Text segment:
---
There are moments in my life that have rocked my world. They took the stable ground I thought I had b
When the Worst Happens, There are Two Ways You Can Go
There are moments in my life that have rocked my world.
They took the stable ground I thought I had beneath me–and they shattered it.
There are events that I consider the worst experiences of my life.
And I’ve realized something about those events.
There are two ways you can go when horrible, earth-shattering events happen to you.
One is way is good, and one way is not so good.

Path One - The Wrong Way
I’ve written a bit about my heart surgery at 24 in this newsletter, and it truly was a shocking, traumatic experience.
But, without a doubt, the emotional recovery was much, much worse.
Having invasive surgery shifted something in my brain. I know it. I still feel it to this day. It found issues that were always there–it just made them ten times worse.
The fact that the Mayo Clinic never warned me about the incredibly common mental health impact of major surgery still astonishes me. Mental health education after major surgery is something I hope to advocate for one day.
What happened is this.
A few weeks into my physical recovery from heart surgery, I realized I felt different. My anxiety was through the roof. My obsessive-compulsive behaviors were debilitating. I could spend hours ruminating and picking at my skin. I didn’t feel like myself. Shame consumed me.
I was heading down path number one. And path number one is the not-so-good path. In all honesty, it took years to get off that path.
Path number one is the path of negativity. It’s becoming identified with the negative events. It’s feeling like a victim. And I felt like the world had intentionally done this to me. I felt like a victim and a failure, and I hated everything.
---
Dataset:
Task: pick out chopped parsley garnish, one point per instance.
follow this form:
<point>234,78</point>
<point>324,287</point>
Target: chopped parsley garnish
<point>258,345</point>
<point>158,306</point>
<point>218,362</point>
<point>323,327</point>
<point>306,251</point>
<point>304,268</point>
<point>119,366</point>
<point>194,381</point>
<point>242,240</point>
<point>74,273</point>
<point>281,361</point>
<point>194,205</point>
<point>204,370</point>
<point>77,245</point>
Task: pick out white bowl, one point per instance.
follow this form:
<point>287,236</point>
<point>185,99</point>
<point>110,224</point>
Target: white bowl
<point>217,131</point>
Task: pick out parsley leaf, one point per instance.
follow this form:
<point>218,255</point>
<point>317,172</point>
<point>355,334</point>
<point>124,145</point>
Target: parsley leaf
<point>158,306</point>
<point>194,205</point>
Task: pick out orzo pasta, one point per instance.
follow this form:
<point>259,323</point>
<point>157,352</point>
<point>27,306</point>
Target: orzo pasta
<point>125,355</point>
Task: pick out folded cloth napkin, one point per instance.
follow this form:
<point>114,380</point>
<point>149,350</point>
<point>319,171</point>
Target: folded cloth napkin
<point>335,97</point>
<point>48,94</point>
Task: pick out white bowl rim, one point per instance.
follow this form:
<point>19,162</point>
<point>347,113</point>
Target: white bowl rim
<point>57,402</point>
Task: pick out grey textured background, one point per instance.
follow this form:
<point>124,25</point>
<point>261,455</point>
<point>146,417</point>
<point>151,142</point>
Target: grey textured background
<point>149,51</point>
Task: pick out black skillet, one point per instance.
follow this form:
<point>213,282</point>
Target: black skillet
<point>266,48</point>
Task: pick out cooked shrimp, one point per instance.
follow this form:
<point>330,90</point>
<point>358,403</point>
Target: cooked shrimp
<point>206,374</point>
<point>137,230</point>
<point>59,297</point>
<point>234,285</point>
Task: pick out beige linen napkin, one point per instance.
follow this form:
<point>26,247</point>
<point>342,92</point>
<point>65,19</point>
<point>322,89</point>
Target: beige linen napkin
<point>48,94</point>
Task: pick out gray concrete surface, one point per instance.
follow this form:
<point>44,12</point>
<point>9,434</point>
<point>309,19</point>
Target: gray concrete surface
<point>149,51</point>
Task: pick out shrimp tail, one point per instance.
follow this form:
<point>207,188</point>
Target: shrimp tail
---
Exercise prompt:
Continue the piece on facing life's worst events from the point where it stops. The rows are separate material and have no connection to the piece on facing life's worst events.

Output below:
One way you can go when the worst happens is to become totally enmeshed with “the worst,” whatever that event might be. And I was stuck in the grips of the mental health problems caused by my heart surgery.
Path Two - A Way of Hope
Eventually, after years of fighting, I started to claw my way out.
I started to find light on the other side of the darkness.
I realized that there was another path I could take. What is amazing about terrible events is that they have a way of remolding your perspective. You have to know evil to see goodness. You have to feel pain to develop empathy. What’s paradoxical is actually the greatest teacher.
And my heart surgery and ensuing mental illnesses taught me so much. They taught me that I’m stronger than I realized. And they taught me something even more important. Even the worst events can be used for good. They can become the best events.
Because something happens when you move through adversity. You emerge on the other side stronger than before. You realize that you actually now are in a better position than you were prior. You have something you didn’t have before. You have wisdom, and you have strength. And with this newfound wisdom comes the opportunity to teach others what you know.
There is a reason that the world’s greatest healers know immense amounts of suffering. Great healers like Thich Nhat Hanh have been through great horrors. That’s why calmness and compassion now fills them.
So this, my friend, is path number two.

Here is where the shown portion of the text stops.